What this task involves: Rewrite the data below, changing every "bounding box" to "rectangle" and leaving everything else as it is.

Recorded data:
begin
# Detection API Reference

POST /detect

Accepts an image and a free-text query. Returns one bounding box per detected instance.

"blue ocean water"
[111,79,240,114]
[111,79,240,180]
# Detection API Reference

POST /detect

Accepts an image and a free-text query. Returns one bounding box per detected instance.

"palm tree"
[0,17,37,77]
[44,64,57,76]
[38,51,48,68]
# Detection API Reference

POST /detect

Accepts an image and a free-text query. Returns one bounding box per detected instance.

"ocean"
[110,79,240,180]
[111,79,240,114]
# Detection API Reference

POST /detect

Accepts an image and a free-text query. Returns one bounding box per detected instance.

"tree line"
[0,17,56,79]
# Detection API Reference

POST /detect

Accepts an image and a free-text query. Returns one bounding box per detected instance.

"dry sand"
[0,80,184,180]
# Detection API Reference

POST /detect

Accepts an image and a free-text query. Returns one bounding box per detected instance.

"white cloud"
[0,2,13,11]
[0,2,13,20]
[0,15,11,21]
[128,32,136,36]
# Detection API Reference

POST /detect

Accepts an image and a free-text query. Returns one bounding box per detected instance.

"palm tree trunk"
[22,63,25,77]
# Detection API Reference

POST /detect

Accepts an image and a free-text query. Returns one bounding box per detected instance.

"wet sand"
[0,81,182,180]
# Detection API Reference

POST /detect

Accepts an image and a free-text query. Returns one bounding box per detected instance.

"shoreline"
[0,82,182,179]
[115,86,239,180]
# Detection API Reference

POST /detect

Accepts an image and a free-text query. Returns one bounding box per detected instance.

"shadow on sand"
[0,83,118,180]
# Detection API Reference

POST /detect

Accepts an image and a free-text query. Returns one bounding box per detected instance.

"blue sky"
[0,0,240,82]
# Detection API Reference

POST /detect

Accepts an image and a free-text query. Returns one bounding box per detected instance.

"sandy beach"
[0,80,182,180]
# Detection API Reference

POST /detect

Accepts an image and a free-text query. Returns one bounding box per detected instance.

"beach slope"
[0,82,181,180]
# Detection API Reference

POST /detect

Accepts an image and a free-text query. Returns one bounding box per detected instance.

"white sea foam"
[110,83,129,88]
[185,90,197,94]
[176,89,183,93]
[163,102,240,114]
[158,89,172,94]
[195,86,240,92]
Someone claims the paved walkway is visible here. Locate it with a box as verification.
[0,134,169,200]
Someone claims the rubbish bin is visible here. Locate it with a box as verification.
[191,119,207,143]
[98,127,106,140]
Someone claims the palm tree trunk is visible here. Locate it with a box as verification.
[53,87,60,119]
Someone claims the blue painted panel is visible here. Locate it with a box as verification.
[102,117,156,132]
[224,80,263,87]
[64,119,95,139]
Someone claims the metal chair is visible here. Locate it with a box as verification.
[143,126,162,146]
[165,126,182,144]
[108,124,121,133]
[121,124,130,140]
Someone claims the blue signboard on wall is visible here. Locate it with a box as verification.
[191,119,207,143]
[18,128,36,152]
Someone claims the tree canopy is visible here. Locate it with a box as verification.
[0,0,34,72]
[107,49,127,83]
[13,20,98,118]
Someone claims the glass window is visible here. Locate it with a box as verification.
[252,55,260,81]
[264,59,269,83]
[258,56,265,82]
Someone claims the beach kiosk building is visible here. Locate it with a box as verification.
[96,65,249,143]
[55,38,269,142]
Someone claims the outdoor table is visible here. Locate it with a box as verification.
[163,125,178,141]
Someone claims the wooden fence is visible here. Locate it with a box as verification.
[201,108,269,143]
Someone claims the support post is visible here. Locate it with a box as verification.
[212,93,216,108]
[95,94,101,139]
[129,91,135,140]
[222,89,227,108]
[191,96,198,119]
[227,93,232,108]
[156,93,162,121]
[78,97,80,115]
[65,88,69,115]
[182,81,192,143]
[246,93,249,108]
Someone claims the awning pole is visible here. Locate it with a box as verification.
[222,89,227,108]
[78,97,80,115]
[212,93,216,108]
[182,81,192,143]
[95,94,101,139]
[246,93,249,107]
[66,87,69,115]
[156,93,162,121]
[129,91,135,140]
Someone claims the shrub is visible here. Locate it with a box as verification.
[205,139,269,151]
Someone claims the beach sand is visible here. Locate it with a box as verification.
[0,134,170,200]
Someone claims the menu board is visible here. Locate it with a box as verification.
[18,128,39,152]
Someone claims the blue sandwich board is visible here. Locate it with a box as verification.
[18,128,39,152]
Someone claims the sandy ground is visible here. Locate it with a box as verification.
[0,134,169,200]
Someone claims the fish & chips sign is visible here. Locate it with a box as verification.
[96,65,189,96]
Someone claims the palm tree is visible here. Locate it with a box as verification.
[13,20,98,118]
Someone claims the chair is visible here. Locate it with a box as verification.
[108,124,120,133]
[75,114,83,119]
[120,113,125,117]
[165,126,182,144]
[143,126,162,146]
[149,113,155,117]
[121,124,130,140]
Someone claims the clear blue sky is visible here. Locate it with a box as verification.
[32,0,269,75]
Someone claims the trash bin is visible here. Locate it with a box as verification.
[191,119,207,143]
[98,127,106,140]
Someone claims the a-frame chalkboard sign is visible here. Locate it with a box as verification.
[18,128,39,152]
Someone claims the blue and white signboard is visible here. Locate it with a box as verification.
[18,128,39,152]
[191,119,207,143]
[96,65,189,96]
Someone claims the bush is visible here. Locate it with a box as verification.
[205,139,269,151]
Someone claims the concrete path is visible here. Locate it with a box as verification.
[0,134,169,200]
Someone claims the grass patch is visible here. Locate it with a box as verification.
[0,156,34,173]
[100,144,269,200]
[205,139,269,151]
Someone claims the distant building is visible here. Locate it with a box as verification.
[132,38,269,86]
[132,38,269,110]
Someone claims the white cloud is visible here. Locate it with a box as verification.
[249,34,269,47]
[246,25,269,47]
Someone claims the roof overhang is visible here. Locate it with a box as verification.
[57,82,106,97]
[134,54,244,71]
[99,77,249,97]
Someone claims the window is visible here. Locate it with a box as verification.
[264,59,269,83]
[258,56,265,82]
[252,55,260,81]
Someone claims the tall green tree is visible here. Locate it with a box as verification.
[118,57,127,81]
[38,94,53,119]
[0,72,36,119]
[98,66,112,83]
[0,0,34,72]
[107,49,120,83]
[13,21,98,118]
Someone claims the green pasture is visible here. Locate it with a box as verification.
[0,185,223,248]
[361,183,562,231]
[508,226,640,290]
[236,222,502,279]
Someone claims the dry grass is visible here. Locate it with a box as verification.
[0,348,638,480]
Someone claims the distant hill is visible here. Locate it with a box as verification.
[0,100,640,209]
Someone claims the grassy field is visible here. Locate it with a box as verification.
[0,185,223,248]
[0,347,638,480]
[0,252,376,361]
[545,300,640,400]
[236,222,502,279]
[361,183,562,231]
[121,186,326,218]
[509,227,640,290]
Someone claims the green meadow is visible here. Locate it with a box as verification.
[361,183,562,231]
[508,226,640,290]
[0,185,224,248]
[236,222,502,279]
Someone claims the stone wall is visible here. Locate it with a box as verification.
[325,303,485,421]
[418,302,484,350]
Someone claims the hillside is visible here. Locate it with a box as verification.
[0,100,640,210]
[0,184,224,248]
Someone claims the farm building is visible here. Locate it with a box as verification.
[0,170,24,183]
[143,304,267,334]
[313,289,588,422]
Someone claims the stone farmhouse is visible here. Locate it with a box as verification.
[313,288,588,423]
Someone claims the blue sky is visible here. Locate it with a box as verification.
end
The output:
# Detection API Reference

POST /detect

Accepts an image and a free-text query. Returns one rectangle per detected instance.

"blue ocean water"
[111,79,240,114]
[111,79,240,180]
# Detection API Reference

POST /detect

Accepts an image and a free-text query. Returns one rectangle per detected instance.

"palm tree"
[0,17,37,77]
[44,64,57,76]
[38,51,48,68]
# Detection API Reference

POST /detect

Accepts an image and a free-text query. Returns one rectangle per detected instance.

"ocean"
[110,79,240,180]
[111,79,240,114]
# Detection API Reference

POST /detect

Accepts an image and a free-text query. Returns one rectangle per detected instance.

"tree line"
[0,17,56,79]
# Detection API Reference

POST /detect

Accepts an image and a free-text query. Returns one rectangle per detected instance.

"dry sand"
[0,80,184,180]
# Detection API Reference

POST /detect

Accepts an image and a free-text query. Returns one rectangle per detected instance.

"white cloud"
[0,2,13,11]
[0,2,13,20]
[0,15,11,21]
[128,32,136,36]
# Detection API Reference

POST /detect

Accepts an image and a free-text query. Returns one rectangle per detected instance.

"palm tree trunk"
[22,63,25,77]
# Detection API Reference

POST /detect

Accepts an image and a free-text query. Returns one rectangle per detected instance.

"wet sand"
[0,81,182,180]
# Detection API Reference

POST /detect

Accepts an image and a free-text query. Returns one rectangle per detected instance.

"shoreline"
[0,82,182,179]
[115,86,239,180]
# Detection API Reference

POST /detect

Accepts an image and a free-text query. Returns one rectangle per detected instance.

"shadow on sand"
[0,83,118,180]
# Detection API Reference

POST /detect

Accepts an image and a free-text query. Returns one rectangle per detected instance.

"blue sky"
[0,0,240,82]
# Detection API Reference

POST /detect

Accepts an image and a free-text query. Returns one rectangle per detected instance.

"sandy beach"
[0,80,182,180]
# Detection API Reference

POST /detect

Accepts an image and a free-text query. Returns one rectangle per detected instance.

"beach slope"
[0,82,181,180]
# Detection API Reference

POST /detect

Accepts an image and a free-text query. Returns one rectangle per detected instance.

"white sea foam"
[110,83,129,88]
[185,90,197,94]
[176,89,183,93]
[163,102,240,114]
[158,89,172,94]
[195,86,240,92]
Someone claims the paved walkway is visible here. Locate it with a box as verification.
[0,134,169,200]
Someone claims the rubbish bin is visible here. Locate it with a box as verification.
[191,119,207,143]
[98,127,106,140]
Someone claims the palm tree trunk is visible here. Locate it with a box as verification.
[53,87,60,119]
Someone claims the blue painted panel is visible here. Locate it with a box as verification.
[102,117,156,132]
[224,80,263,87]
[64,119,95,139]
Someone claims the metal chair is visible here. Locate it with a box as verification.
[143,126,162,146]
[165,126,182,144]
[108,124,121,133]
[121,124,130,140]
Someone claims the blue signboard on wall is visible here. Locate it with a box as verification.
[191,119,207,143]
[18,128,36,152]
Someone claims the tree canopy is visible here. Locate it with a box as verification.
[0,0,34,72]
[107,49,127,83]
[13,20,98,118]
Someone claims the glass window is visible here. Locate it with a box as verification.
[252,55,260,81]
[264,59,269,83]
[258,56,265,82]
Someone claims the beach kiosk building is visible here. Locate it with a box as verification.
[96,65,249,143]
[55,38,269,142]
Someone claims the outdoor table is visible here. Locate it with a box as verification.
[163,125,178,141]
Someone claims the wooden fence is visible here. Locate it with a box as verification.
[201,108,269,143]
Someone claims the support post is visible here. Locate it with a box as verification.
[212,93,216,108]
[95,94,101,139]
[129,91,135,140]
[222,89,227,108]
[191,96,198,119]
[227,93,232,108]
[156,93,162,121]
[78,97,80,115]
[65,88,69,115]
[182,81,192,143]
[246,93,249,108]
Someone claims the awning pole is visible here. Locate it with a box as verification.
[222,89,227,108]
[78,97,80,115]
[212,93,216,108]
[182,81,192,143]
[95,94,101,139]
[246,93,249,107]
[66,87,69,115]
[156,93,162,121]
[129,91,135,140]
Someone claims the shrub is visible here. Locate it with a box as verification.
[205,139,269,151]
Someone claims the beach sand is visible here. Locate it with a box as verification.
[0,134,170,200]
Someone claims the menu board is visible here. Locate it with a box as verification.
[18,128,39,152]
Someone claims the blue sandwich board is visible here. Locate it with a box as verification.
[18,128,39,152]
Someone claims the sandy ground is visible here. Locate it with a box as verification.
[0,134,169,200]
Someone claims the fish & chips sign is visible here. Locate it with a box as verification.
[96,65,189,96]
Someone claims the palm tree is visible here. Locate it with a box as verification.
[13,20,98,118]
Someone claims the chair is visible here. Locate it with a box as verification.
[108,124,120,133]
[75,114,83,119]
[120,113,125,117]
[165,126,182,144]
[143,126,162,146]
[149,113,155,117]
[121,124,130,140]
Someone claims the clear blue sky is visible here. Locate it with a box as verification.
[32,0,269,75]
Someone claims the trash bin is visible here. Locate it with a box as verification.
[191,119,207,143]
[98,127,106,140]
Someone claims the a-frame chalkboard sign is visible here. Locate it with a box as verification.
[18,128,39,152]
Someone claims the blue and white signboard is visible here. Locate it with a box as verification.
[18,128,39,152]
[191,119,207,143]
[96,65,189,96]
Someone claims the bush is visible here. Locate it with a box as verification.
[205,139,269,151]
Someone claims the concrete path is visible here. Locate it with a box as verification.
[0,134,169,200]
Someone claims the grass patch is visible here. Locate it with a box as verification.
[0,156,34,173]
[100,144,269,200]
[205,139,269,151]
Someone claims the distant building is visible here. Locate it with a box as verification.
[132,38,269,86]
[132,38,269,110]
Someone claims the white cloud is visible here. Locate it with a box as verification.
[249,34,269,47]
[246,25,269,47]
Someone claims the roof overhang is visible here. Locate it with a box as verification.
[57,82,106,97]
[134,54,244,71]
[99,77,249,97]
Someone claims the window is visible here. Locate it with a box as verification.
[264,59,269,83]
[258,56,265,82]
[252,55,260,81]
Someone claims the tall green tree is visible here. Locate it with a box as verification.
[118,57,127,81]
[38,94,53,119]
[0,72,36,119]
[98,66,112,83]
[0,0,34,72]
[107,49,120,83]
[13,21,98,118]
Someone claims the green pasture is visible here. Locate it with a box as verification.
[0,185,223,248]
[361,183,562,231]
[508,226,640,290]
[236,222,502,279]
Someone claims the dry grass is visible here. Locate it with a box as verification.
[0,348,638,480]
Someone claims the distant hill is visible here. Locate it with a box as verification.
[0,100,640,209]
Someone claims the grassy field is visible here. Locate it with a box as verification.
[0,185,223,248]
[0,347,638,480]
[0,252,376,361]
[545,300,640,400]
[236,222,502,279]
[361,183,562,231]
[121,186,326,218]
[509,227,640,290]
Someone claims the green meadow is visible here. Locate it with a box as verification.
[361,183,562,231]
[508,226,640,290]
[0,185,224,248]
[236,222,502,279]
Someone claims the stone wall is visible here. Locate it with a box as verification.
[325,303,485,421]
[418,302,484,350]
Someone claims the hillside is visible here. Locate it with a box as verification.
[0,100,640,210]
[0,184,224,248]
Someone claims the farm building is visible here. Locate it with a box as verification.
[0,170,24,183]
[143,304,267,334]
[313,289,588,422]
Someone claims the stone farmhouse is visible here. Locate it with a box as verification.
[313,288,588,423]
Someone claims the blue sky is visible here. Locate it with a box as verification.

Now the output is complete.